• TASK TO COMPLETE
Print all entries precisely as they are written.

Saved entries:
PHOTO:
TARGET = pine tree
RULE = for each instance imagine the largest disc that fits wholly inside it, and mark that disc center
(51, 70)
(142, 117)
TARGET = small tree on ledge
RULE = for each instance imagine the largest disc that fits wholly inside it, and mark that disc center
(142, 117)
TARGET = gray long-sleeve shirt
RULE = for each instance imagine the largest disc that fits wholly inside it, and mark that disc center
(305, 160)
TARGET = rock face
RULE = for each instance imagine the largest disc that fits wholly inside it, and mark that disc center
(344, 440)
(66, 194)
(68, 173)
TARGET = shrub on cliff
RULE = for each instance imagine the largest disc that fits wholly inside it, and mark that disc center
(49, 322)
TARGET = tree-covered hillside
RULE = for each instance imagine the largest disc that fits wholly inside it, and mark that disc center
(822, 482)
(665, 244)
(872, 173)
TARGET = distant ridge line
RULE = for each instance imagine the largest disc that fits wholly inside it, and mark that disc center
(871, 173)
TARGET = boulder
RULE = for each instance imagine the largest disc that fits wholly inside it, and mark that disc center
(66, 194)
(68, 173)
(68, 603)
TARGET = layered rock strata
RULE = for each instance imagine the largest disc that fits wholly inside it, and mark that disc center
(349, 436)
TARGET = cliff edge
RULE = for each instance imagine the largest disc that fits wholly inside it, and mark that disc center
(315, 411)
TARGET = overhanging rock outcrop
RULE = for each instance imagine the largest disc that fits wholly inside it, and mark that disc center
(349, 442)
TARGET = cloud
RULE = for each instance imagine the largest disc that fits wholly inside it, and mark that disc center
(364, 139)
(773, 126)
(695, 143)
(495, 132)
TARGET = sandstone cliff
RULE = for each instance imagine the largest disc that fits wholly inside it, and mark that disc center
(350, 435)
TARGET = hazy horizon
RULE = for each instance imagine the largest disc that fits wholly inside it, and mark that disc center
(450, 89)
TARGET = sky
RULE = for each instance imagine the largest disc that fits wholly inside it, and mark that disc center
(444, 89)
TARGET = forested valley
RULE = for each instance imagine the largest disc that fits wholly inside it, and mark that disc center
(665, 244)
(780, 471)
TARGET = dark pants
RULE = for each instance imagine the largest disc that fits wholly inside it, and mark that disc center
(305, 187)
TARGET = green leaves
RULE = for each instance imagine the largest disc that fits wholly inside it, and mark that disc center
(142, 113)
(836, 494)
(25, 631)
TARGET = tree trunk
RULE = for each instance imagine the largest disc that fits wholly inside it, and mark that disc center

• TASK RESPONSE
PHOTO:
TARGET = pine tree
RULE = for each instance imagine the largest disc that fits wholly inside it, and mark that disc center
(51, 70)
(142, 117)
TARGET = small tree on ledge
RULE = for each instance imagine the largest disc that fits wholly inside it, and mark that disc center
(142, 117)
TARGET = gray long-sleeve shirt
RULE = for each instance imagine the largest disc that fits wholly inside it, and mark that disc center
(305, 160)
TARGET = rock face
RULE = for each instance imagine the largest disc that fits wholly inside it, and mark that disc center
(344, 440)
(66, 194)
(68, 173)
TARGET = shrub on cliff
RULE = for each instance imagine the largest disc that fits wholly inside it, and mark that disc center
(49, 322)
TARGET = tree-covered hillside
RULE = for each instance imagine the largest disc that fits wholly inside it, and mark that disc center
(822, 482)
(665, 244)
(872, 173)
TARGET = distant ridge line
RULE = for each instance imagine the largest disc that fits wholly inside it, and mark that disc center
(871, 173)
TARGET = boulder
RULE = for each instance imagine the largest disc that fits wholly inside it, and mark that disc center
(66, 194)
(68, 173)
(68, 603)
TARGET = layered rock strata
RULE = for each instance imagine the largest disc that fits wholly inside it, and mark that disc center
(349, 436)
TARGET = cliff edge
RULE = for each instance imagine the largest disc that fits wholly inside it, and mark that disc center
(315, 411)
TARGET = overhanging rock outcrop
RULE = for each instance imagine the largest disc that fits wholly inside it, and mark that disc center
(349, 442)
TARGET = cloud
RULE = for each instance imagine the largest disc that fits wholly inside it, and mark that disc center
(364, 139)
(773, 126)
(695, 143)
(495, 132)
TARGET = sandstone cliff
RULE = for each instance imagine the largest disc that fits wholly inside it, and mark that disc center
(350, 435)
TARGET = hazy horizon
RULE = for each instance imagine the largest disc that fits wholly inside it, and mark that disc center
(450, 89)
TARGET = sky
RULE = for each instance imagine the largest disc that fits wholly inside it, and mark that disc center
(444, 89)
TARGET = forested valley
RULE = for each instance imagine the largest disc that fits wholly inside it, and mark that disc center
(665, 244)
(780, 471)
TARGET = dark pants
RULE = for each instance imagine the largest disc that fits wholly inside it, and mark that disc center
(305, 187)
TARGET = green leaves
RULE = for each instance imagine the largest disc that fits wholly inside it, and mark that disc center
(142, 113)
(836, 494)
(25, 631)
TARGET = tree trunk
RULE = for each instance imagine the largest disc that fits wholly inside it, and mark that disc center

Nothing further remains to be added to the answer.